**YOUR OBJECTIVE:**
Which lines of the records contain the word "cloud"? Copy each one.

** Opening INFORMATION GIVEN block **

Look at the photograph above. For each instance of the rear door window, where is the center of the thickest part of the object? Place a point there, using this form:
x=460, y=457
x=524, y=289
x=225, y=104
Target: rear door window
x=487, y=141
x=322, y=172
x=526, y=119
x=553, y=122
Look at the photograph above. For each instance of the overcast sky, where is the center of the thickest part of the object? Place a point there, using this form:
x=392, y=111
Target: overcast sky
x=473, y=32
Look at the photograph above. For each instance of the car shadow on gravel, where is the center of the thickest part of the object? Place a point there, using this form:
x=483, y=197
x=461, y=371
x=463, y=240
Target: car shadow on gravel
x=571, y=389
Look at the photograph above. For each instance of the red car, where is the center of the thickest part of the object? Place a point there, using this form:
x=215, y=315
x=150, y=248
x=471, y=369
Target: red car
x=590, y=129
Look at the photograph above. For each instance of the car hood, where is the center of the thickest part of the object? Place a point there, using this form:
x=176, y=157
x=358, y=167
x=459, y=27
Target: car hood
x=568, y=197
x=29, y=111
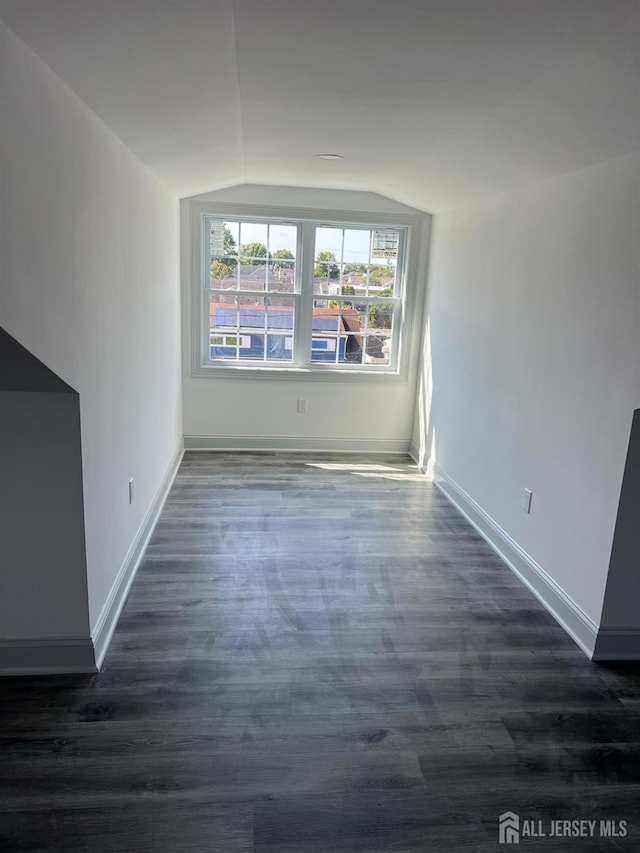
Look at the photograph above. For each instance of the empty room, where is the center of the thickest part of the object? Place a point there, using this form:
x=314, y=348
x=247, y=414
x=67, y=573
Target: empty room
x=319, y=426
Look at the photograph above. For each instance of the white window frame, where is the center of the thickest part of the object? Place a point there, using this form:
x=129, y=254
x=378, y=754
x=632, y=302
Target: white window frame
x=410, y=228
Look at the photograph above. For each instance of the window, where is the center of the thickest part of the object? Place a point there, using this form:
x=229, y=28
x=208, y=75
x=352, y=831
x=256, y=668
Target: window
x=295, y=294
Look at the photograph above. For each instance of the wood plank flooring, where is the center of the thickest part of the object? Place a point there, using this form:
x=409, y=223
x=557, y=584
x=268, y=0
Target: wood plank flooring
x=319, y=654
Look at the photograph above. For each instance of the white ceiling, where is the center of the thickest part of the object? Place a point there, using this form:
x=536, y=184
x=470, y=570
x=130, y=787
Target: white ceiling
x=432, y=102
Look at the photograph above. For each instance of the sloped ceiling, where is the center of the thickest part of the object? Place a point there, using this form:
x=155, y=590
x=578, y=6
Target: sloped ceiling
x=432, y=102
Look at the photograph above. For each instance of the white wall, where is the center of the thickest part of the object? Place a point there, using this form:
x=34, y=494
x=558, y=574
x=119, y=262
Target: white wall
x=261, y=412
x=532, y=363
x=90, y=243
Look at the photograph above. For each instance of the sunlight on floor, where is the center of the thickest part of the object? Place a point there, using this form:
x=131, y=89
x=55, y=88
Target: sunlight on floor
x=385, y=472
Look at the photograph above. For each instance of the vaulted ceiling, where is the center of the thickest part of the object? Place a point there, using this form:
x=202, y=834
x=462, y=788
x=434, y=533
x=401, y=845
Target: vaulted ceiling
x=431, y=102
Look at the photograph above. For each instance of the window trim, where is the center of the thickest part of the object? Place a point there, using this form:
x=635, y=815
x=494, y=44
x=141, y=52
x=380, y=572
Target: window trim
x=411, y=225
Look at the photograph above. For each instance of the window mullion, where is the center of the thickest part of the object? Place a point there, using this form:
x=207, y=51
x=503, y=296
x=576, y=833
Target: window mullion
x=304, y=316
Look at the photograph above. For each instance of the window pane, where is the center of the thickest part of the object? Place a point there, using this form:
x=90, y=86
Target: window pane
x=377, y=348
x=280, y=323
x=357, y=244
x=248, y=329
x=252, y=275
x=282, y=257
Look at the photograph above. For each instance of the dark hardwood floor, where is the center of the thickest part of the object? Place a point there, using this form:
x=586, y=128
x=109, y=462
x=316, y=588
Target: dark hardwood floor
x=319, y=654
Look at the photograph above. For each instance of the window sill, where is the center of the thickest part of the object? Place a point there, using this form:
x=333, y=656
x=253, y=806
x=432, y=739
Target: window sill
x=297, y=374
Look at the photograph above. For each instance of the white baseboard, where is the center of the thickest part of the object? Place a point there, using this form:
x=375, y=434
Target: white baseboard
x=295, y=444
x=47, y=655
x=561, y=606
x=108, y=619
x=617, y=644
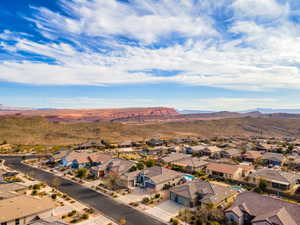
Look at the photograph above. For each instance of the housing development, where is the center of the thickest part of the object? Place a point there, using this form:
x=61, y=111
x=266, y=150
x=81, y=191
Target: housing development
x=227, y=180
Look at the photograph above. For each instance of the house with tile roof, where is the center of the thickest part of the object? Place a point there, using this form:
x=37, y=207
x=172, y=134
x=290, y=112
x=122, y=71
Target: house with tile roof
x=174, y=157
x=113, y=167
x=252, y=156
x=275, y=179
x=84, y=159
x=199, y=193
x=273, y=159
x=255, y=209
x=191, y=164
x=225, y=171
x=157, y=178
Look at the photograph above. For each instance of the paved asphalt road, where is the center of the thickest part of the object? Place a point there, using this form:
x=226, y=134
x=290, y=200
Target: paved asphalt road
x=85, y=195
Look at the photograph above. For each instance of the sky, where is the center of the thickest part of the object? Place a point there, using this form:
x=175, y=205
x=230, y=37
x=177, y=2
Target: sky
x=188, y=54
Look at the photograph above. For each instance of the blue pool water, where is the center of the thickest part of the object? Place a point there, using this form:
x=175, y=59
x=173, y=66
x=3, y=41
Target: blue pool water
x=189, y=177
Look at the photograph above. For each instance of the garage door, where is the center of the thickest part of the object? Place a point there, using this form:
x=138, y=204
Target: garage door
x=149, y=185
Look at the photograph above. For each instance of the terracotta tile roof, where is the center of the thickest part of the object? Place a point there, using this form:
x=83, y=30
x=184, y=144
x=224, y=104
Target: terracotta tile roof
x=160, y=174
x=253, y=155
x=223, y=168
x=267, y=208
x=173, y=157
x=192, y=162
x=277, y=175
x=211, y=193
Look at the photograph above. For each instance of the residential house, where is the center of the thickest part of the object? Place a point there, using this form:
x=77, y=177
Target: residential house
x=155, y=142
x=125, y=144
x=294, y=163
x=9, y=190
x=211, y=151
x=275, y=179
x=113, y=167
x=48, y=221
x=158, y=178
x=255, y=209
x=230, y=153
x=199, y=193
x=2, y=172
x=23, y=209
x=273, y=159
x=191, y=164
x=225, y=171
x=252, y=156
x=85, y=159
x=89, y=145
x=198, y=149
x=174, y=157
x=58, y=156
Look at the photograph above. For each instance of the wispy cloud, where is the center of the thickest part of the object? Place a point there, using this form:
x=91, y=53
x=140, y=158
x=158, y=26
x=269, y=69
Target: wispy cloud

** Closing INFORMATION GIVEN block **

**ANSWER SPACE:**
Look at the photograph above. For each instance of the wispy cloud, where is the center of the thickest part of the object? Place a point there, using this form:
Target: wispy cloud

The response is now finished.